Records to use >>
┄┄┄┄┄┄┄┄┄┄

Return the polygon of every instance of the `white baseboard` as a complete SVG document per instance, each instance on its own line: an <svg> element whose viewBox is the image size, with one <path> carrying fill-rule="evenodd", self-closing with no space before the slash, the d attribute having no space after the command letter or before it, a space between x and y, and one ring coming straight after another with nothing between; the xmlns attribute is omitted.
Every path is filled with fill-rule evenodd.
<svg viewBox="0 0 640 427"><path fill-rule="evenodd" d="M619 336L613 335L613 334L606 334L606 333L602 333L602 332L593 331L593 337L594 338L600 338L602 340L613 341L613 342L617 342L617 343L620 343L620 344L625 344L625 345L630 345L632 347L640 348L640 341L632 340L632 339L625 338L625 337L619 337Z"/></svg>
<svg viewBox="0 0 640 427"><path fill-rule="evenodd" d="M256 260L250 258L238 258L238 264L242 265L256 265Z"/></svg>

┄┄┄┄┄┄┄┄┄┄

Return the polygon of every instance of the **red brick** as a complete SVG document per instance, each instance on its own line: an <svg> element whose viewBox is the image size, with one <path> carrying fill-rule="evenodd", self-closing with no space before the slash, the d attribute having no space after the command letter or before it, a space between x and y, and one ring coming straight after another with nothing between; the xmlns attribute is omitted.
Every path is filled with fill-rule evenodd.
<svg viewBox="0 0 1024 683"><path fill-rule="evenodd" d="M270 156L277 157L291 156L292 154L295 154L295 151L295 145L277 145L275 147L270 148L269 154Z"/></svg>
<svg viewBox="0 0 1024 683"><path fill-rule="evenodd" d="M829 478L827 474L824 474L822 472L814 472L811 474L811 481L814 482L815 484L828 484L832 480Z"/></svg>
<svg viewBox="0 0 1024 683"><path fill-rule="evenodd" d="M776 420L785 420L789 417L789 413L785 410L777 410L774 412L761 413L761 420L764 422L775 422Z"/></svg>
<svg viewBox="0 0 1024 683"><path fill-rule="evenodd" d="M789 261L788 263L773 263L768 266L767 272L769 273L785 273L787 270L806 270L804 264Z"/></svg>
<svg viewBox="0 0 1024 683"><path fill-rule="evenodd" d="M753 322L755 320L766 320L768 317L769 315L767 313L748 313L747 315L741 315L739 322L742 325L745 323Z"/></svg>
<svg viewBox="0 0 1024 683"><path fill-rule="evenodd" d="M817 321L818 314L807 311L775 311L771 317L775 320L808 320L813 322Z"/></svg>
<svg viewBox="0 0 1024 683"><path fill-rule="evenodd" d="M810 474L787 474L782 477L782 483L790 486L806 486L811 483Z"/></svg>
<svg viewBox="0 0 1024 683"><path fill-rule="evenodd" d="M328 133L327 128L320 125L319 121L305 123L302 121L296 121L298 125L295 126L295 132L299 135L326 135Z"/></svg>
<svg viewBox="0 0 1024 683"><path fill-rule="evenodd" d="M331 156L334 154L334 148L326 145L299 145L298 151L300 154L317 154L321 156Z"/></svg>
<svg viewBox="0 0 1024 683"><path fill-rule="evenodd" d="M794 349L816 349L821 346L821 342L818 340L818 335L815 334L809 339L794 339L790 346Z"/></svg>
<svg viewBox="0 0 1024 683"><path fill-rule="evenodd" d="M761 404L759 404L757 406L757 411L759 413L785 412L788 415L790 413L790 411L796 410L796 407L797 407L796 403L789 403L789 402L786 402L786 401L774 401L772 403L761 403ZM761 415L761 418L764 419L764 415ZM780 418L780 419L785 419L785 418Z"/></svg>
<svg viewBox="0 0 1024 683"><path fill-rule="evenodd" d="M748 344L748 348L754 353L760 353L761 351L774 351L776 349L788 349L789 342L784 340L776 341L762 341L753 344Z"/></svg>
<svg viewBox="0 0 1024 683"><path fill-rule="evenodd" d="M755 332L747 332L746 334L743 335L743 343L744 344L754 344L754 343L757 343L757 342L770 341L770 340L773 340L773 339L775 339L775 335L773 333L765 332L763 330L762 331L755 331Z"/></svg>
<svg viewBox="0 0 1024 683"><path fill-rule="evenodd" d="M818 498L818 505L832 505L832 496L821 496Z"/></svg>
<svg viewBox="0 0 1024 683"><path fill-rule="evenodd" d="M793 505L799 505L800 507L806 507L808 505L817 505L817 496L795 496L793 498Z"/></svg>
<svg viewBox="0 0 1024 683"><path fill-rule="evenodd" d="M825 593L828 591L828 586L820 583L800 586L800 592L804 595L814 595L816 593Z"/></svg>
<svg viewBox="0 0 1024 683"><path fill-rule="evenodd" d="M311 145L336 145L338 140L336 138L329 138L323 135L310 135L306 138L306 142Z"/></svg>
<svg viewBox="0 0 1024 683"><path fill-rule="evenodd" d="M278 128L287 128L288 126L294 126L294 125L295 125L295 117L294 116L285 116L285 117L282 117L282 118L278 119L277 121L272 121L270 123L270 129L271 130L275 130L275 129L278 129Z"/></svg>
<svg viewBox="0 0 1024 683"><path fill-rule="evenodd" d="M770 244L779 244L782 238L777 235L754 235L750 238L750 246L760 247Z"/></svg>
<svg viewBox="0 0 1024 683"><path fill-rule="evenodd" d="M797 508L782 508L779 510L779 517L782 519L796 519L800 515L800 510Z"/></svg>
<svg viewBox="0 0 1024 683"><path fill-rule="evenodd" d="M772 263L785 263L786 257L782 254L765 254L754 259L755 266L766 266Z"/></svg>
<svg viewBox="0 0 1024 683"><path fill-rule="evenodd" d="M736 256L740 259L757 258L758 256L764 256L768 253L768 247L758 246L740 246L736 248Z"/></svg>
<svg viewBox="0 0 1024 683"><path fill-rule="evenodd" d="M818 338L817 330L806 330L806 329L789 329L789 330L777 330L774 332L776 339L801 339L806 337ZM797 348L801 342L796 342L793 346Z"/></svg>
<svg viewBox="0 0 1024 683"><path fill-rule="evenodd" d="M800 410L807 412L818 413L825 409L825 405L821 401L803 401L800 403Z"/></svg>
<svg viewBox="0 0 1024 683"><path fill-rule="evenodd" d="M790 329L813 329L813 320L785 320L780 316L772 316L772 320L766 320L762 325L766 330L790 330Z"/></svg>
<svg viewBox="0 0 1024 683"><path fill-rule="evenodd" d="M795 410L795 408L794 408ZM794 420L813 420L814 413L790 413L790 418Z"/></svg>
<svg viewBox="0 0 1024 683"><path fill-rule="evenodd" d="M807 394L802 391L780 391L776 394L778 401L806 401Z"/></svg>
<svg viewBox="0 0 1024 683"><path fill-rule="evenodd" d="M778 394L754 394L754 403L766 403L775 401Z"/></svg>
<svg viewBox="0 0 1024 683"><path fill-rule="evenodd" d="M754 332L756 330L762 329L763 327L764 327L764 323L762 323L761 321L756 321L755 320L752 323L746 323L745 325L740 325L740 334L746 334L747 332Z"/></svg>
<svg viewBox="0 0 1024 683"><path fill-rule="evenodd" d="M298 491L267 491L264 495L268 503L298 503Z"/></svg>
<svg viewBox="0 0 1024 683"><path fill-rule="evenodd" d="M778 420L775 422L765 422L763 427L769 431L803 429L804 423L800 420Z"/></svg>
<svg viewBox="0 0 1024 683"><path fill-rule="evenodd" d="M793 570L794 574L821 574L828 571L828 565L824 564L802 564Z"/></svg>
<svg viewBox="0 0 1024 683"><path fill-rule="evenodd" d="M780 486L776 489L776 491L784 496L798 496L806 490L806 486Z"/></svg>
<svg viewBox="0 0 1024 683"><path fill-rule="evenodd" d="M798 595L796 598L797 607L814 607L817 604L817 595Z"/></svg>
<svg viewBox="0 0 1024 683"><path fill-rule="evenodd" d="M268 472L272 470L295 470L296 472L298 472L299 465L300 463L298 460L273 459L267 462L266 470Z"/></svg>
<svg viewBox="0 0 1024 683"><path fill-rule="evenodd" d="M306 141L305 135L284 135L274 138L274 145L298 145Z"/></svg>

┄┄┄┄┄┄┄┄┄┄

Work required >>
What lines of the listing above hold "letter"? Copy all of them.

Response area >>
Return the polygon of every instance of the `white baseboard` as a complete SVG document per instance, each instance on its own line: an <svg> element whose viewBox is the image size, with one <path> carrying fill-rule="evenodd", self-closing with no space before the slash, the d attribute having no space after the command letter or before it, a space between x and y, and one ring coming straight after another with nothing between; the xmlns attribute is omitted.
Return the polygon of every instance of the **red brick** as a complete SVG document per instance, each instance on its own line: an <svg> element whose viewBox is the image size, with one <path> carrying fill-rule="evenodd", self-closing with no space before the slash, the d attribute having no space after the command letter or before it, a space between x and y, and one ring coming straight after another with nothing between; the xmlns attribute is omitted.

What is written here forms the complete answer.